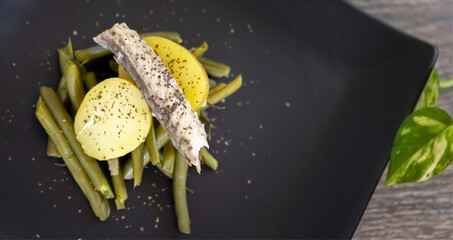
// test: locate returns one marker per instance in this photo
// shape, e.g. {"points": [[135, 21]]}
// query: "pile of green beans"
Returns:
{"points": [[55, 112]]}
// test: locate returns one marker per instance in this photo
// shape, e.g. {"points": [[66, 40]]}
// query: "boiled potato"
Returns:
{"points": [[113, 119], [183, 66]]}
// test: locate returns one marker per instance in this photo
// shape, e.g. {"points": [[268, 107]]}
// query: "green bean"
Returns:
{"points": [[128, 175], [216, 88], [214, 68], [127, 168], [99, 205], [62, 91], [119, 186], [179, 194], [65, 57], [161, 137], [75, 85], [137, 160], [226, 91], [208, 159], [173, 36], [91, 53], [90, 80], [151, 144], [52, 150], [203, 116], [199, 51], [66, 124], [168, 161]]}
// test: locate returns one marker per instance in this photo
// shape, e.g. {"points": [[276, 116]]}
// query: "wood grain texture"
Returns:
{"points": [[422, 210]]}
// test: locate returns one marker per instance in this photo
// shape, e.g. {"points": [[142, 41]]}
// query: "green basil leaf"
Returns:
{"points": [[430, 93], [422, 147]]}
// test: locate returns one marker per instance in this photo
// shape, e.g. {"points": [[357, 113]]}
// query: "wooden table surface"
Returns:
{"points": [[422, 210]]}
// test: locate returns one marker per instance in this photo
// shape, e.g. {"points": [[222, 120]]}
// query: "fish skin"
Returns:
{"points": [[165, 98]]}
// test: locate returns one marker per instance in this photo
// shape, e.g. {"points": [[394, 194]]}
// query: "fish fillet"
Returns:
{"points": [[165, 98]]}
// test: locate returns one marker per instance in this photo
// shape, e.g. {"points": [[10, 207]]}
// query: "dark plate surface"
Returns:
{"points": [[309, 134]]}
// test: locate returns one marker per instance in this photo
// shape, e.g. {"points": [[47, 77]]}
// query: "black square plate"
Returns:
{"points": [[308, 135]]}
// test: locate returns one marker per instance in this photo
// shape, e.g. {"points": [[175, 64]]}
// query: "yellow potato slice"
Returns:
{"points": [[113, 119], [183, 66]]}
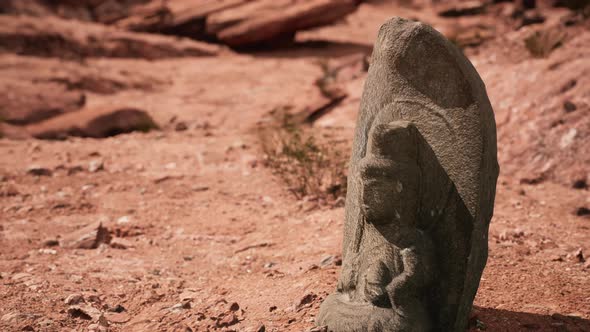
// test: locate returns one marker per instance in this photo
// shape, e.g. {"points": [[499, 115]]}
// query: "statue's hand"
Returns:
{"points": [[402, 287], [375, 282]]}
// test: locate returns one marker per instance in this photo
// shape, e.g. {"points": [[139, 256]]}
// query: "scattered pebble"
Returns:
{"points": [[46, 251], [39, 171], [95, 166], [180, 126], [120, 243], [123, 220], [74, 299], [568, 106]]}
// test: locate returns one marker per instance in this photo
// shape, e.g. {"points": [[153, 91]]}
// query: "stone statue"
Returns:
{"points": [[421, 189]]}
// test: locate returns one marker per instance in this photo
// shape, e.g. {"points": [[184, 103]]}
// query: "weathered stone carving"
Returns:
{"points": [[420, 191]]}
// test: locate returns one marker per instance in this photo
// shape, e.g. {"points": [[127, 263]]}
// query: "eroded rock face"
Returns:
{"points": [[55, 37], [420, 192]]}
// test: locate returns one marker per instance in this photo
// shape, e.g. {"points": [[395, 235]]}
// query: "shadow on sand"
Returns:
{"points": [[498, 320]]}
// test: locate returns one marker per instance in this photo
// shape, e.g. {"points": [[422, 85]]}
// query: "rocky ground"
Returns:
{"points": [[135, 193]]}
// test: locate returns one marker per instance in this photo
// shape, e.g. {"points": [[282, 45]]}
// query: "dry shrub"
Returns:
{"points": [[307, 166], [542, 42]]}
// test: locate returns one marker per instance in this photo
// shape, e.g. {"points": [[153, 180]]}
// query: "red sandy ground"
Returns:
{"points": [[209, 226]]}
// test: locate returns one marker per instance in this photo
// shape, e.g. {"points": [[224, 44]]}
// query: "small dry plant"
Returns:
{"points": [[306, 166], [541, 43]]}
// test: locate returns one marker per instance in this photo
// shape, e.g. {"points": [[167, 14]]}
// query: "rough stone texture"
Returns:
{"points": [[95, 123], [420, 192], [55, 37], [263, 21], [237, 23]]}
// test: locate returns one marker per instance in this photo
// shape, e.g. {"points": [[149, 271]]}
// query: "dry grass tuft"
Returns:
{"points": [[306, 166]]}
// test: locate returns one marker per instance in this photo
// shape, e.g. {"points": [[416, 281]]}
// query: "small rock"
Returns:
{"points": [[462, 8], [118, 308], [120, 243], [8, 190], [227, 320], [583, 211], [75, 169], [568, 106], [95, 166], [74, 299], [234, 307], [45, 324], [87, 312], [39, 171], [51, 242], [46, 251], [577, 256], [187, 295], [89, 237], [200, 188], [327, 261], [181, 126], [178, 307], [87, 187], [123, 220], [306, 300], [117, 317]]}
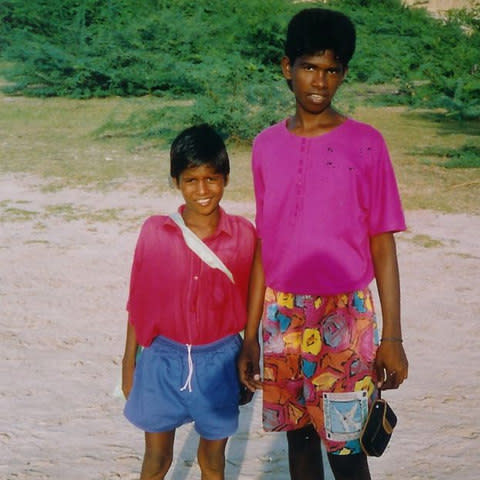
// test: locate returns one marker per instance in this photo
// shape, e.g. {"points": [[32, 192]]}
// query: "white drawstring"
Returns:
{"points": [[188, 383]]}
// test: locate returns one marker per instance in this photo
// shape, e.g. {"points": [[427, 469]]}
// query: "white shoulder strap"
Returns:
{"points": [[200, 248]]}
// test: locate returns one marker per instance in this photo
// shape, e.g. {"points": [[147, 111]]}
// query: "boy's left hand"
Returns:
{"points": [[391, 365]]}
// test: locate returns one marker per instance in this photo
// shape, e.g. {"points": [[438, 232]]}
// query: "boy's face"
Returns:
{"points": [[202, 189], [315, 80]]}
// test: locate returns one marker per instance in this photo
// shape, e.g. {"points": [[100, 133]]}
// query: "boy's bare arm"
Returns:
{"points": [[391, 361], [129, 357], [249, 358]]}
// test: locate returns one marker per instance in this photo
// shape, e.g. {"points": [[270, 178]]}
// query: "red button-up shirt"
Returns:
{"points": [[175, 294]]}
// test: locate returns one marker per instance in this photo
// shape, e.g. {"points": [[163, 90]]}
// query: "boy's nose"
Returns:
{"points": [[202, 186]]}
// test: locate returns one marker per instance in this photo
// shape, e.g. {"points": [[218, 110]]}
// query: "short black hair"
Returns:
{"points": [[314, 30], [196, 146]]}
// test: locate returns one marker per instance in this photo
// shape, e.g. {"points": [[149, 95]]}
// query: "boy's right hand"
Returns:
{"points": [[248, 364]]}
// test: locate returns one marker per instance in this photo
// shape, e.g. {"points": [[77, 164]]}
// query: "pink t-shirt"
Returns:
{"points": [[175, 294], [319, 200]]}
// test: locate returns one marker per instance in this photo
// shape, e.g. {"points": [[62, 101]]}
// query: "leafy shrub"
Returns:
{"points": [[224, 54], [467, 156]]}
* * *
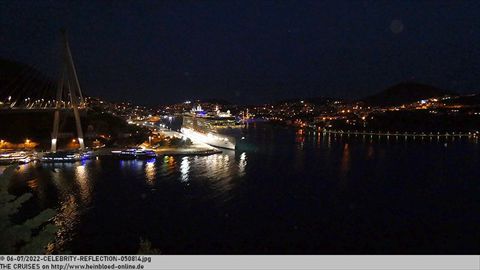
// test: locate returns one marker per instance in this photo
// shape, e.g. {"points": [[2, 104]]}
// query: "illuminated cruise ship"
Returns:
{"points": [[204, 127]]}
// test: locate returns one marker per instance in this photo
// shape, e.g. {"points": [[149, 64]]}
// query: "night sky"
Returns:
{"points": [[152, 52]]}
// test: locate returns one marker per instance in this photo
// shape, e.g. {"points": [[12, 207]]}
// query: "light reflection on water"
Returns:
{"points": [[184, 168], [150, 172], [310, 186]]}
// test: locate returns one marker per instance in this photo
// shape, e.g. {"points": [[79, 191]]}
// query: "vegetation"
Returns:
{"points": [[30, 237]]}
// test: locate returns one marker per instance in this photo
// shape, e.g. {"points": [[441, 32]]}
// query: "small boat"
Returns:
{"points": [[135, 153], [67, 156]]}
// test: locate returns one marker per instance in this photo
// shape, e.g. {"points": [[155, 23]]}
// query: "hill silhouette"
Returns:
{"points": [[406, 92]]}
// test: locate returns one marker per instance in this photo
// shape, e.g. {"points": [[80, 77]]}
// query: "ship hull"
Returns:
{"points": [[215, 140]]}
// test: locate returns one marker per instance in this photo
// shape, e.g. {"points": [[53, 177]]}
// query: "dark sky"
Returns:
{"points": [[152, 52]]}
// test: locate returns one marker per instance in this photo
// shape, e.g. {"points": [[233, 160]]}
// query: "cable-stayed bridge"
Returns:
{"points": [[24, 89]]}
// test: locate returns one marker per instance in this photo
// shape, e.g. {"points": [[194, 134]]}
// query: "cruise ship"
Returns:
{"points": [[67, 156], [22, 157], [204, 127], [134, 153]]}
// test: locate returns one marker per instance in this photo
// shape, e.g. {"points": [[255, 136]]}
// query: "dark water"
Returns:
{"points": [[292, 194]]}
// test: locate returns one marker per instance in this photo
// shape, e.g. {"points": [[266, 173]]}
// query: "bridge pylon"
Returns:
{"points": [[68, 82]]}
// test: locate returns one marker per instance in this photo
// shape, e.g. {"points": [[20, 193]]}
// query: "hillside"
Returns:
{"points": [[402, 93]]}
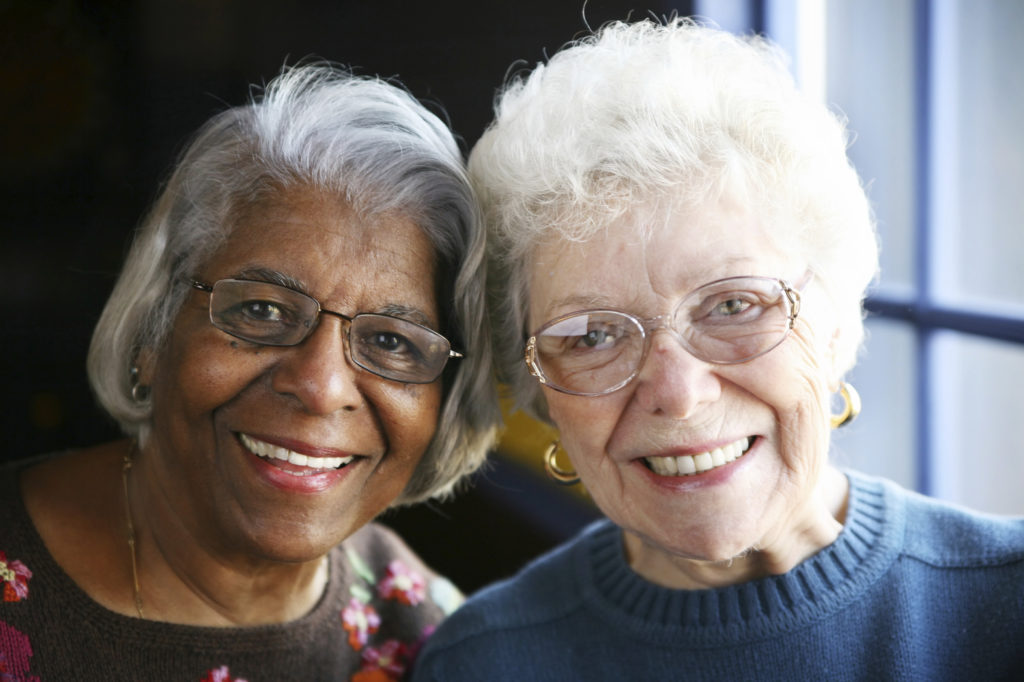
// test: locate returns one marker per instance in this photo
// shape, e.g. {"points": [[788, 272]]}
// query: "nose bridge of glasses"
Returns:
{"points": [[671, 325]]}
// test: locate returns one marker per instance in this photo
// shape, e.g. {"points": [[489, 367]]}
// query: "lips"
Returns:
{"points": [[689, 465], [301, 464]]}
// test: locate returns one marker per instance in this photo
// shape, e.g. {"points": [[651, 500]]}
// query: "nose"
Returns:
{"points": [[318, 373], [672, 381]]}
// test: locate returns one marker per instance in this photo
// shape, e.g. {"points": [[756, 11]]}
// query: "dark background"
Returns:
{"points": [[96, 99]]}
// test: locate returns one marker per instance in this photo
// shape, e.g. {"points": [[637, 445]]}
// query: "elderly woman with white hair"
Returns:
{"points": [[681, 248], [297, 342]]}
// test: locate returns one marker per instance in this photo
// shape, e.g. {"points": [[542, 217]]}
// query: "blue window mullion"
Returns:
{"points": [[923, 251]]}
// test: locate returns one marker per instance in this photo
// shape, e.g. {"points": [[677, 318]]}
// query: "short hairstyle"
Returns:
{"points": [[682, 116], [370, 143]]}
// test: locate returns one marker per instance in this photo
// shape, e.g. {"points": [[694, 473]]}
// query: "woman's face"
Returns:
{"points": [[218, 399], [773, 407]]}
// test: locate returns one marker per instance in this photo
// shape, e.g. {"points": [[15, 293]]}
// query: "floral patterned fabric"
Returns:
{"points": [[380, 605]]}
==
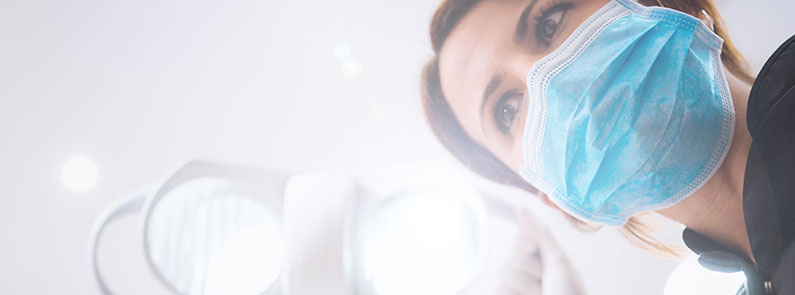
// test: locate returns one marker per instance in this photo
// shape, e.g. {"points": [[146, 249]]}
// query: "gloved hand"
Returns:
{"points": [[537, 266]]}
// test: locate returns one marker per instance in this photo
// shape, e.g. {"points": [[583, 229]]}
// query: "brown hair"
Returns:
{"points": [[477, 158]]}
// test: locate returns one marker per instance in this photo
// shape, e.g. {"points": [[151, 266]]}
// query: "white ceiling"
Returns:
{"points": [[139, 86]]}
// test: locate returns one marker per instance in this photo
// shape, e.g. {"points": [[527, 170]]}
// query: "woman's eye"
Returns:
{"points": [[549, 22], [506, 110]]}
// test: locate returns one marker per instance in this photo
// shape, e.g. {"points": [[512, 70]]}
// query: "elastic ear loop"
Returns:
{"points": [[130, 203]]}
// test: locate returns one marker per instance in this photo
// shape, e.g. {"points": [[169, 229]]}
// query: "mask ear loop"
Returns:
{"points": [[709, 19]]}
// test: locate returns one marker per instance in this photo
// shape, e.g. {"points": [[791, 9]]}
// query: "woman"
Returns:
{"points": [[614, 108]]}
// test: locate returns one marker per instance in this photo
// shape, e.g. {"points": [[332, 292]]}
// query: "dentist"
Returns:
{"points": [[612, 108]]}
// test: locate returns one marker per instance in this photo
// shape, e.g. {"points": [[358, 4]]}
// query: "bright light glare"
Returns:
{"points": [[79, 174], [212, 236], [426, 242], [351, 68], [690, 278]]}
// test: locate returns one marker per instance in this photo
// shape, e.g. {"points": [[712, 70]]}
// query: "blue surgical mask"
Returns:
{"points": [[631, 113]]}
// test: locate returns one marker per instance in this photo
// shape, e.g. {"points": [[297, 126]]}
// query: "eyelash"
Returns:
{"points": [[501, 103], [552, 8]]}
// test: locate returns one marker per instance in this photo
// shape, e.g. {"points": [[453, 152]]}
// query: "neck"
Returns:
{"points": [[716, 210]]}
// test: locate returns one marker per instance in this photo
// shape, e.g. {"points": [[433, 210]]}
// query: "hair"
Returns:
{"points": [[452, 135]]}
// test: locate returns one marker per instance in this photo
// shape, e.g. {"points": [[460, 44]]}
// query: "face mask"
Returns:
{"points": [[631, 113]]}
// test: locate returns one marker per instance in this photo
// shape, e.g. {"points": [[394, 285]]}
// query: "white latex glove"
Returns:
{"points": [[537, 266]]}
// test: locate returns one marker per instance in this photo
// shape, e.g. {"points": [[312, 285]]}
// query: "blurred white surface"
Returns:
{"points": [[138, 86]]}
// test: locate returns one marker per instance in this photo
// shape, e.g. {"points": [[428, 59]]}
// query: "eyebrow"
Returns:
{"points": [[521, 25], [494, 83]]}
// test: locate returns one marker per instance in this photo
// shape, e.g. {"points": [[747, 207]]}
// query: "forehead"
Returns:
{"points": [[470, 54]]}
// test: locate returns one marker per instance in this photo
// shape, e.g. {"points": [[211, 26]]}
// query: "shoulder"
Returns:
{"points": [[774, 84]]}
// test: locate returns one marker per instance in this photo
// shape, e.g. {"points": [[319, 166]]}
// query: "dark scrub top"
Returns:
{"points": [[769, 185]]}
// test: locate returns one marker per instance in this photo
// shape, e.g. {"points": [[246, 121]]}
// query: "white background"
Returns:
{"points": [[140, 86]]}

[练习题目] 请找出上述条目中包含字符串“white”的所有行，并逐行完整抄录。匹配时须区分大小写。

[本题结果]
// query: "white drawstring"
// query: "white shoulder strap"
// query: "elderly woman with white hair"
// query: "white ceiling"
// query: "white latex glove"
// query: "blurred white surface"
// query: "white background"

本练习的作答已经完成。